* [PROBLEM]
Copy the listing lines starting at the line that contains "work: provide the mask of every instance of the traffic" and ending at the line that contains "[[[83,80],[83,77],[79,74],[76,77],[76,79],[77,82],[82,81]]]", both included, and give only those lines. Keep the requests and offset every polygon coordinate in the answers by 120.

* [LISTED RECORDS]
+---+
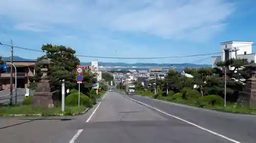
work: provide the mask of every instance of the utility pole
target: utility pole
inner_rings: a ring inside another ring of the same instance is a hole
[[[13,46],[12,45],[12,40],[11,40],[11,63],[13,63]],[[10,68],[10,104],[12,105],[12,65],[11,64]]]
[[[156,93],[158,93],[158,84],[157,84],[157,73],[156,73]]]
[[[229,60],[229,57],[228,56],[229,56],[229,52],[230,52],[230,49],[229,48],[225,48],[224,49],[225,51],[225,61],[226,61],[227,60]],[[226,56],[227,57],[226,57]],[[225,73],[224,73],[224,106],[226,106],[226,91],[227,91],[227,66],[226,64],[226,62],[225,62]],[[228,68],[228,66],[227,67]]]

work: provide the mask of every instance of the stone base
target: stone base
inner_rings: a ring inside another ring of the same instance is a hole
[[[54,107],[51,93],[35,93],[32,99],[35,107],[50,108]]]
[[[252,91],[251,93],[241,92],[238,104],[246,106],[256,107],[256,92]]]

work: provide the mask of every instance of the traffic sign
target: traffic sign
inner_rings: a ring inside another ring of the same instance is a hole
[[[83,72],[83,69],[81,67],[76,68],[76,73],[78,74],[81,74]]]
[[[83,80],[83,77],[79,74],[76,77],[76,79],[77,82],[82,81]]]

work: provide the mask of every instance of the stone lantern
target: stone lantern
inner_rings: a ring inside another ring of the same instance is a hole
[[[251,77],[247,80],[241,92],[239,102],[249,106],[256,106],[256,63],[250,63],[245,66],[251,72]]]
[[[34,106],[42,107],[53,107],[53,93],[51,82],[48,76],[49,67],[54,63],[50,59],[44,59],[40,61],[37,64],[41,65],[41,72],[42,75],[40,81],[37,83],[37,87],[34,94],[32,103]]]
+---+
* [EXPECTED ANSWER]
work: provide the mask of every instance of the traffic sign
target: traffic sign
inner_rings: a ring inside another ring of the same instance is a hole
[[[203,192],[203,189],[201,187],[196,188],[196,193],[198,194],[201,194]]]
[[[203,200],[203,197],[199,194],[196,197],[196,199],[197,202],[202,201]]]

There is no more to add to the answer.